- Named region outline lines
——————————
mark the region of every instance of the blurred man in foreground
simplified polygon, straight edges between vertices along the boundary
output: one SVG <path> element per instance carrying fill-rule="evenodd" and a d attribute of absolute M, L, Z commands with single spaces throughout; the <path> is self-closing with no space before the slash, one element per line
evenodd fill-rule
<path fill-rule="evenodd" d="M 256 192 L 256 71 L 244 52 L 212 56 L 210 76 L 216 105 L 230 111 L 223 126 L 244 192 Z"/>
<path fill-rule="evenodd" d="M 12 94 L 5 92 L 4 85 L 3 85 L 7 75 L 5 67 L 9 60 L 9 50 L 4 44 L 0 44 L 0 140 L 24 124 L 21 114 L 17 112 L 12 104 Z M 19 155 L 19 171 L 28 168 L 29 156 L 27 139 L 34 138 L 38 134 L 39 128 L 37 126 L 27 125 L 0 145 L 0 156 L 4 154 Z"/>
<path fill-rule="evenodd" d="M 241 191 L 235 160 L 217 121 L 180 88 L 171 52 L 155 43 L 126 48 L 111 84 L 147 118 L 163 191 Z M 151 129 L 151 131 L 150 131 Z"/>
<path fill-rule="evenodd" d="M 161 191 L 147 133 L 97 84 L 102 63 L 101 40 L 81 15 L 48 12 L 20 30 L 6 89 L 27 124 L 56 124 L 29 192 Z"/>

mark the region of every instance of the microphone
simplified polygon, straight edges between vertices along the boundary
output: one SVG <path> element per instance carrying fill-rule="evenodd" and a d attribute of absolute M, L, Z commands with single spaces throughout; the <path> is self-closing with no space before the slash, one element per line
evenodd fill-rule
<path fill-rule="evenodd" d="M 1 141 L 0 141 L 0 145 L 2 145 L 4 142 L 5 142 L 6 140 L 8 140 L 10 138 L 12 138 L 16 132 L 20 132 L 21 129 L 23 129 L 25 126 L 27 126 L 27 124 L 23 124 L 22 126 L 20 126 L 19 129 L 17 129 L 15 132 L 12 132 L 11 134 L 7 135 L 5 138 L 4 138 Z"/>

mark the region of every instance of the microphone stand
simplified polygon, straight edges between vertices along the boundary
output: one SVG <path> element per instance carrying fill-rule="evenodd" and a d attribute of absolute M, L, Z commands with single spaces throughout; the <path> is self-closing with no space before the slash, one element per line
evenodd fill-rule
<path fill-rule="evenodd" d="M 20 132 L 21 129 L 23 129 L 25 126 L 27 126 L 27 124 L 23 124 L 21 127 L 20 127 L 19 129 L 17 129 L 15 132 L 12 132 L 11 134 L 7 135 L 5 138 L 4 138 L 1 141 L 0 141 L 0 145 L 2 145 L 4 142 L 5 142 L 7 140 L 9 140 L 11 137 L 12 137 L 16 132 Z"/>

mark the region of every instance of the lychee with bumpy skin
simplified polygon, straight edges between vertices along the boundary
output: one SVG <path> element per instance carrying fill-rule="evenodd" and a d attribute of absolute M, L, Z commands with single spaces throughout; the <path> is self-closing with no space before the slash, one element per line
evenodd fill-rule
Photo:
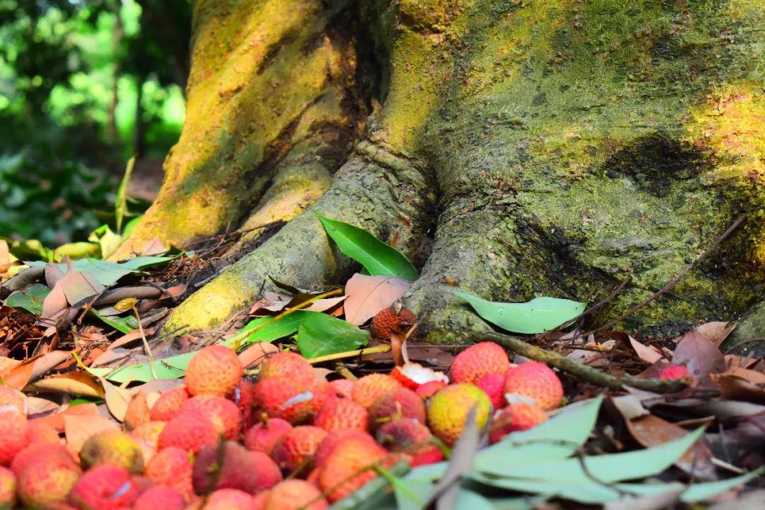
<path fill-rule="evenodd" d="M 547 414 L 536 404 L 511 404 L 494 416 L 489 429 L 489 442 L 494 444 L 511 432 L 526 430 L 545 421 Z"/>
<path fill-rule="evenodd" d="M 389 307 L 377 312 L 372 317 L 370 330 L 372 336 L 382 340 L 389 340 L 391 335 L 396 333 L 405 335 L 412 326 L 417 323 L 417 316 L 409 308 L 396 310 L 395 307 Z M 417 335 L 417 328 L 412 332 L 411 336 Z"/>
<path fill-rule="evenodd" d="M 356 382 L 352 396 L 357 404 L 369 408 L 376 400 L 399 388 L 401 383 L 390 375 L 369 374 Z"/>
<path fill-rule="evenodd" d="M 327 437 L 327 430 L 312 425 L 295 427 L 274 447 L 272 456 L 280 468 L 287 472 L 300 469 L 308 473 L 313 466 L 314 456 L 319 444 Z"/>
<path fill-rule="evenodd" d="M 170 447 L 151 457 L 145 475 L 155 483 L 172 487 L 188 499 L 194 493 L 192 469 L 189 452 Z"/>
<path fill-rule="evenodd" d="M 549 366 L 536 361 L 522 363 L 507 371 L 505 393 L 533 398 L 544 411 L 552 411 L 563 401 L 561 380 Z"/>
<path fill-rule="evenodd" d="M 69 502 L 83 510 L 122 510 L 132 506 L 138 495 L 138 486 L 126 469 L 102 464 L 80 477 Z"/>
<path fill-rule="evenodd" d="M 226 439 L 236 439 L 242 430 L 242 411 L 228 398 L 216 395 L 199 395 L 189 398 L 181 412 L 199 411 L 207 413 L 218 434 Z"/>
<path fill-rule="evenodd" d="M 183 510 L 184 506 L 181 492 L 168 486 L 154 486 L 138 497 L 132 510 Z"/>
<path fill-rule="evenodd" d="M 510 368 L 505 349 L 493 342 L 481 342 L 457 355 L 451 363 L 451 378 L 454 382 L 475 384 L 487 374 L 504 375 Z"/>
<path fill-rule="evenodd" d="M 218 430 L 207 414 L 189 411 L 178 414 L 164 426 L 159 434 L 159 448 L 177 447 L 196 453 L 215 444 L 219 437 Z"/>
<path fill-rule="evenodd" d="M 419 395 L 406 388 L 384 395 L 369 407 L 369 428 L 373 430 L 391 420 L 414 418 L 425 421 L 425 404 Z"/>
<path fill-rule="evenodd" d="M 51 456 L 46 462 L 31 463 L 17 479 L 18 499 L 28 507 L 49 508 L 63 503 L 80 478 L 80 468 L 71 459 Z"/>
<path fill-rule="evenodd" d="M 149 411 L 149 417 L 155 421 L 170 421 L 181 412 L 189 399 L 185 386 L 168 390 L 160 395 Z"/>
<path fill-rule="evenodd" d="M 435 444 L 430 430 L 412 418 L 383 424 L 377 430 L 377 442 L 392 452 L 409 455 L 412 467 L 444 460 L 444 453 Z"/>
<path fill-rule="evenodd" d="M 0 466 L 0 508 L 12 508 L 16 502 L 16 477 L 11 469 Z"/>
<path fill-rule="evenodd" d="M 501 409 L 505 406 L 504 374 L 491 373 L 482 375 L 476 383 L 476 386 L 486 391 L 494 409 Z"/>
<path fill-rule="evenodd" d="M 104 430 L 88 437 L 80 450 L 80 462 L 85 469 L 99 464 L 123 467 L 133 475 L 144 469 L 141 447 L 121 430 Z"/>
<path fill-rule="evenodd" d="M 264 510 L 324 510 L 327 500 L 304 480 L 285 480 L 269 492 Z"/>
<path fill-rule="evenodd" d="M 254 401 L 272 418 L 282 418 L 293 425 L 311 419 L 314 411 L 313 391 L 303 383 L 283 377 L 269 377 L 255 386 Z"/>
<path fill-rule="evenodd" d="M 269 377 L 283 377 L 305 385 L 311 385 L 315 378 L 315 371 L 308 360 L 299 354 L 277 352 L 265 359 L 260 365 L 261 380 Z"/>
<path fill-rule="evenodd" d="M 248 450 L 271 455 L 274 445 L 292 430 L 292 426 L 282 418 L 266 418 L 252 425 L 244 435 L 244 444 Z"/>
<path fill-rule="evenodd" d="M 220 489 L 256 494 L 281 482 L 282 473 L 265 453 L 226 441 L 202 449 L 194 460 L 193 479 L 200 495 Z"/>
<path fill-rule="evenodd" d="M 350 398 L 333 397 L 317 414 L 314 424 L 325 430 L 350 428 L 366 430 L 369 413 Z"/>
<path fill-rule="evenodd" d="M 223 346 L 210 346 L 197 352 L 186 367 L 186 389 L 192 395 L 224 397 L 233 391 L 243 373 L 236 351 Z"/>
<path fill-rule="evenodd" d="M 475 408 L 474 419 L 482 428 L 489 419 L 491 401 L 475 385 L 451 385 L 436 393 L 428 406 L 428 423 L 436 437 L 451 446 L 462 434 L 467 415 Z"/>

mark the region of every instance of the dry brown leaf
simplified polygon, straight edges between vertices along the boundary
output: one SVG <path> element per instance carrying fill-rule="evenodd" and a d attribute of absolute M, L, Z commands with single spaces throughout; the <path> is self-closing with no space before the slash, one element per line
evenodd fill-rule
<path fill-rule="evenodd" d="M 392 276 L 353 274 L 345 284 L 345 320 L 361 326 L 393 304 L 411 285 L 409 280 Z"/>

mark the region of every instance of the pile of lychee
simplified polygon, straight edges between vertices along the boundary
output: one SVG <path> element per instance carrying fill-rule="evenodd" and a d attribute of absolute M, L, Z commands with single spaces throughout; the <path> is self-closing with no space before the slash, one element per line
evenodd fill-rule
<path fill-rule="evenodd" d="M 513 365 L 491 343 L 455 358 L 451 384 L 415 363 L 330 382 L 290 352 L 256 382 L 243 372 L 233 350 L 206 347 L 142 423 L 77 453 L 0 386 L 0 508 L 318 510 L 402 461 L 444 460 L 470 414 L 495 443 L 563 398 L 545 365 Z"/>

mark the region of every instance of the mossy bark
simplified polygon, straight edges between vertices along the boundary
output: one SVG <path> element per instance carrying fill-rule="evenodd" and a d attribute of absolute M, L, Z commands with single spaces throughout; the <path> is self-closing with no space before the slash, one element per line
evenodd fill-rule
——————————
- Exercise requirements
Put the lines, from the first one through the line containing "241 191 L 235", into a Markdown table with the columns Number and Text. Give each line its own row with a running number, and skip any blank lines.

- Full answer
| Number | Text |
|---|---|
| 1 | mark the region of every instance of the blurred man in foreground |
| 2 | simplified polygon, straight edges between vertices along the boundary |
| 3 | output: one SVG <path> element per instance carrying fill-rule="evenodd" and a d attribute of absolute M, L, Z commands with single spaces throughout; the <path> is self-closing with no space before the slash, one element per line |
| 4 | evenodd fill-rule |
| 5 | <path fill-rule="evenodd" d="M 256 192 L 256 71 L 244 52 L 212 56 L 210 76 L 216 105 L 230 111 L 223 126 L 244 192 Z"/> |
| 6 | <path fill-rule="evenodd" d="M 12 94 L 5 92 L 4 85 L 3 85 L 7 75 L 5 67 L 9 60 L 9 50 L 4 44 L 0 44 L 0 140 L 24 124 L 21 114 L 17 112 L 12 104 Z M 19 155 L 19 171 L 28 168 L 29 156 L 27 139 L 34 138 L 38 134 L 39 128 L 37 126 L 27 125 L 0 145 L 0 156 L 4 154 Z"/> |
| 7 | <path fill-rule="evenodd" d="M 241 191 L 235 160 L 217 121 L 180 88 L 171 52 L 155 43 L 126 48 L 111 84 L 147 118 L 163 191 Z M 151 129 L 151 131 L 150 131 Z"/> |